[What you will do] Reproduce every one of the entries below word for word, keeping each line in its original order.

[Dataset excerpt]

□ □ □ □ □

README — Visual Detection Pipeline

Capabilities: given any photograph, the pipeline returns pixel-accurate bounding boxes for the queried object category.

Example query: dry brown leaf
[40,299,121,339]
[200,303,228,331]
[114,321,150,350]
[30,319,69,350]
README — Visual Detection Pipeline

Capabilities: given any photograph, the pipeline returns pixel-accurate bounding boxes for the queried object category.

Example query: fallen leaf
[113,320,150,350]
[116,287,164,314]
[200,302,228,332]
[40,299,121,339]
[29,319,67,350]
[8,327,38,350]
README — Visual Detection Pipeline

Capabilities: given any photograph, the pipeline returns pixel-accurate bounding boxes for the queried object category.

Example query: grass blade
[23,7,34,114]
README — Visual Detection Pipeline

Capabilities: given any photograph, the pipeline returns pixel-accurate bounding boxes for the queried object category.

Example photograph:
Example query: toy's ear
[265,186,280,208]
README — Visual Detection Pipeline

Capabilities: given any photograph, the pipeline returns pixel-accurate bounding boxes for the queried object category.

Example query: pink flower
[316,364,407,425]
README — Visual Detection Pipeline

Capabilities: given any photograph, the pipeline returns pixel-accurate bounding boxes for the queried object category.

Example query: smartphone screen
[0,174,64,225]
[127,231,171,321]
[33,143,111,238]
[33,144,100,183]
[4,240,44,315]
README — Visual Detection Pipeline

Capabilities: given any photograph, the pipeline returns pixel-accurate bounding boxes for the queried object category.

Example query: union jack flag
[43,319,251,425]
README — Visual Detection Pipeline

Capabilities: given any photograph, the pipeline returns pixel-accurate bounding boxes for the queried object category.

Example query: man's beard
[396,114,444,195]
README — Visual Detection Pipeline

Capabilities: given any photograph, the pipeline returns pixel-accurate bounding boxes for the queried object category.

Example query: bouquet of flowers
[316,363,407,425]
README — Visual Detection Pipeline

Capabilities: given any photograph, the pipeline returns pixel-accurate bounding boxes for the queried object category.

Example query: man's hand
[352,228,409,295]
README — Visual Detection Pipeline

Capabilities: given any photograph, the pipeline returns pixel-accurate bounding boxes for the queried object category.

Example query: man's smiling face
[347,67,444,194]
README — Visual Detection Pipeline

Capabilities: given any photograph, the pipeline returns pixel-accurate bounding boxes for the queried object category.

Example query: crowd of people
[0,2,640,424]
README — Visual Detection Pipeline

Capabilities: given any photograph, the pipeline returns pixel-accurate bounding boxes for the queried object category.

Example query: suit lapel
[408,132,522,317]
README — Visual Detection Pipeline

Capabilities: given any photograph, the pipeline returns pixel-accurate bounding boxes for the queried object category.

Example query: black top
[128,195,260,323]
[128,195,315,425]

□ □ □ □ □

[Result of this exercise]
README — Visual Detection Pipeline

Capabilities: given any photograph, the pipeline returns pixel-accurate bounding boxes for the queried object category.

Example query: dry brown leaf
[40,299,121,339]
[200,303,228,331]
[114,321,150,350]
[30,319,69,350]
README — Visual Detection Pipeline

Capabilities: given any photograph, the pipeline returns pixel-accurate bounding boxes for the queried object category.

Example query: fallen leaf
[113,320,150,350]
[116,287,164,314]
[200,302,228,332]
[40,299,121,339]
[29,319,67,350]
[8,327,38,350]
README — Visual Detection Pipeline

Capabilities: given any photograph, the pipeline returns pixel-accurate bounding boxes for the queried object category.

Example query: grass blade
[23,7,34,114]
README — Visual Detection Pipeline

Capabilities: given any photograph, the pipeline returns pixel-accurate bounding boxes for the queried object category.

Example photograph:
Example query: toy's ear
[265,186,280,208]
README — Visual Detection Pipeline

Capabilities: given any photograph, the pipeline returns pixel-accurate bounding boxes for the queried object category.

Example query: pink flower
[316,364,407,425]
README — Visual Detection Pipeline

Capabilities: given any photograph, the pipeline returns pixel-accurate bounding boxes for the queried object category.

Example query: smartphone screen
[0,174,64,225]
[127,231,171,321]
[33,143,111,238]
[33,144,100,183]
[4,240,44,315]
README — Visual Detection Pipeline

Capabilities: given any photograph, the pipeline returns pixel-accurate bounding boxes for the queried object category.

Example query: union jack flag
[43,319,251,425]
README — Visual Detection Pipeline

Capabilities: given any photograph, the pipeline returns pixel-accurate bounding boxes for the queried object category.

Example query: man's beard
[396,114,444,195]
README — Visual Detection Pipeline

Capabilities: given any photograph, the pipeline returns pixel-accurate bounding boxes for the queried object category.

Example query: bouquet of flowers
[316,363,407,425]
README — Visual Detection Pipeline

Capabilities: given any photograph, the pipeline returns pixel-accurate bounding boxes for the queried object category.

Example query: man's hand
[352,228,409,295]
README — Visual Detection Pipeline

Capabilities: given any photograph, the pipeline returns pixel-accurate bounding boxes for the queried object category.

Example query: man's smiling face
[347,67,444,194]
README — Visual Detection Pipeline

Capabilities: given any photograph, the pipeline returns pixel-accurate bounding boxes for the queried object category.

Example query: crowd of people
[0,2,640,424]
README — Visual Detection Pipeline

Capabilities: given any photograph, the pipeline returns pixel-accurate bounding boxes for the queried object category.

Example query: suit lapel
[408,132,522,317]
README — Visual Detection Pipeline

Capabilities: given any photograph, the pipeline returns pixel-accurate bounding boxes for the queried object category.

Example query: black top
[128,195,260,323]
[128,195,315,425]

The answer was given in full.